What the task requires »
Rewrite the data below with "image" substituted for every occurrence of "photo", keeping everything else the same, and leave the pictures out of your output.

Dataset records »
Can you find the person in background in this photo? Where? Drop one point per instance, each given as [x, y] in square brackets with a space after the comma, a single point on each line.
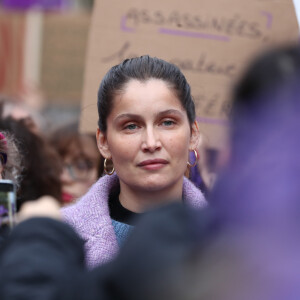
[10, 158]
[146, 130]
[41, 169]
[81, 161]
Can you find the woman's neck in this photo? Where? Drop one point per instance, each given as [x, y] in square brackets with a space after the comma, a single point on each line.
[140, 200]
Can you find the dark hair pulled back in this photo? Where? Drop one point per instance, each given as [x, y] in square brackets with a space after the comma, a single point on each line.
[142, 68]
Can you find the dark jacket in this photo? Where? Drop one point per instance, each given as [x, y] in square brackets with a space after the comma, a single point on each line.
[44, 259]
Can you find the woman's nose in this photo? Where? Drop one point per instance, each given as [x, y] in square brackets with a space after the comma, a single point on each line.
[151, 141]
[65, 176]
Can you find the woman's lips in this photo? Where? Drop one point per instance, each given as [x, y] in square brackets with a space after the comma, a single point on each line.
[153, 164]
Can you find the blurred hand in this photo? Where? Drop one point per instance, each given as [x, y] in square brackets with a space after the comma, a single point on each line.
[45, 206]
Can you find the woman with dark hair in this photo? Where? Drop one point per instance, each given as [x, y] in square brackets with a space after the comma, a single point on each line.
[40, 165]
[81, 161]
[245, 245]
[146, 129]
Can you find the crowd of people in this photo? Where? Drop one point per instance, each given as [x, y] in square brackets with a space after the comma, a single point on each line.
[124, 222]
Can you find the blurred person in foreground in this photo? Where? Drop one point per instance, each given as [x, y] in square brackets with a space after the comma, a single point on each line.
[82, 164]
[245, 245]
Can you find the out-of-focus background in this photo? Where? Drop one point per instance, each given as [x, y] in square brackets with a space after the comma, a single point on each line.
[42, 55]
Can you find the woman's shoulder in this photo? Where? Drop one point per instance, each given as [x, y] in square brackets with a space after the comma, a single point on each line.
[92, 207]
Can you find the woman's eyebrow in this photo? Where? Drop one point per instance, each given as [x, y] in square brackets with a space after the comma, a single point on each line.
[127, 116]
[170, 112]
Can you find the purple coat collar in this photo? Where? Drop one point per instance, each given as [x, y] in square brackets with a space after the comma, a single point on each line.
[90, 218]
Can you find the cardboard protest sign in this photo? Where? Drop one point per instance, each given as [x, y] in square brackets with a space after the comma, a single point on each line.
[210, 40]
[12, 28]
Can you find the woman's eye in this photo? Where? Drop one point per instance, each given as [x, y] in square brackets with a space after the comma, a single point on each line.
[131, 126]
[168, 123]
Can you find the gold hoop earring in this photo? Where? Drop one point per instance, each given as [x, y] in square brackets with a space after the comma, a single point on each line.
[105, 168]
[196, 160]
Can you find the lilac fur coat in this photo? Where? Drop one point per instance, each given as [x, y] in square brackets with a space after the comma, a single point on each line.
[90, 218]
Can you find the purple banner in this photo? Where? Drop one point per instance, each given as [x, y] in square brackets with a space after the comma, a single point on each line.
[36, 4]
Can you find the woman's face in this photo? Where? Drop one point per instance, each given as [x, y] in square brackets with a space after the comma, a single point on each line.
[148, 136]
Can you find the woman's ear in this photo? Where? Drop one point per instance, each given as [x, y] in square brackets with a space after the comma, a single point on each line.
[195, 137]
[102, 144]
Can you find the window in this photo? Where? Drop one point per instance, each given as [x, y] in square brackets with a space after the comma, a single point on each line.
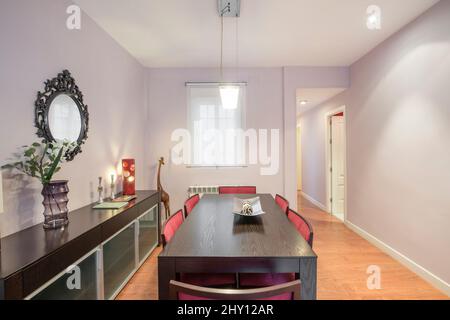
[214, 130]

Reply »
Can you find the person in background in this image? Where? Drop one point per instance, each given as [x, y] in square brackets with a space after the comma, a single point on each line.
[10, 158]
[146, 130]
[41, 169]
[81, 161]
Can you find the woman's neck in this image? Where? Drop one point per instance, each given as [x, y] in square brackets with a space after the comma, a single point on each line.
[140, 200]
Can you find the dark hair pulled back in this image? Where? Drop one point per instance, each given as [x, y] in square brackets with a space after the comma, a single point on each line.
[142, 68]
Can you find the dark jacket in this image? Where? Drop one point per instance, each given as [x, y] in square brackets with a space after the comma, a single point on each line.
[44, 259]
Can you find the woman's nose in this image? Where? Drop one point per instance, each given as [x, y] in square brackets with a space after the comma, a single point on each line.
[151, 141]
[65, 176]
Can you find the woman's lips in this image? Where? Drop one point per instance, each given as [x, y] in square brackets with a space after the comma, a single point on each line.
[153, 164]
Can you find the blurred hand in this image? Where? Drop one point per instance, each given as [x, y] in square brackets with a space after the comma, a single point on each line.
[45, 206]
Can you find the woman with dark hair in this image? Where? Drop one point per instance, each given as [x, y] in square brackets with a space after the comma, a single point on each line.
[40, 165]
[81, 161]
[245, 245]
[146, 129]
Can you find the crowd of people in this image? Where? Drop one point per instance, each given as [x, y] in square brackets with a space after the comma, a single point on each line.
[124, 222]
Can you find the blurred person in foreground in this image? Where? Drop one point per instance, each given as [x, y] in square brackets with a space after the comma, a single point on each line.
[82, 164]
[245, 245]
Can you find the out-of-focus background in this image? Where? Drop one point per instance, each given as [x, y] in square brackets with a space after the comma, a single point on each line.
[42, 55]
Can you find the woman's shoulder in this image? Where? Drop one point per instance, each given as [x, y] in square brackets with a space after the comma, a single point on each line.
[92, 207]
Can you find the woman's eyebrow in this image? Where? Drop one point per instance, each given as [x, y] in square brackets with a space after the comma, a single point on each line.
[127, 116]
[170, 112]
Can you find the purple coat collar in this image? Where? Drop one point per instance, each given as [x, y] in square brackets with a space after the comma, a single point on each line.
[90, 218]
Can you find the cardboard protest sign in this image? Where? Drop one point per instance, each given as [x, y] in square brackets with a space after the comma, a single point on each line.
[210, 40]
[12, 28]
Can you find the woman's eye in this image? Where? Drop one point per instance, each given as [x, y] in square brackets with a space after the comma, a single point on each line.
[131, 126]
[168, 123]
Can you find the gold hoop earring in this image? Where? Drop one point per instance, each given as [x, y] in square brackets with a space after the comma, a single point on each line.
[105, 168]
[196, 160]
Can you find the lilac fur coat in this image? Where? Drop one point per instance, each given as [x, y] in square brackets with a space after the comma, a single point on each line.
[90, 218]
Can you find the purple banner in this image? Where? Drop one point per instance, each given as [x, y] in square brackets with a space after the comma, a single point on each line.
[36, 4]
Can you find the woman's face in this image? Where? Drop one point per instance, each given as [x, y] in square brackets with a space after the comma, a single point on each line.
[148, 136]
Can you find the woman's ear in this image? Where? Drop one point per instance, each given as [x, y] in square brackets with a space after the comma, a single point on each line.
[195, 137]
[102, 144]
Can you find the window in this image? Where? Drop one point per instance, each given as [x, y] in square brackets with a space after the comma, a single point on each line.
[214, 130]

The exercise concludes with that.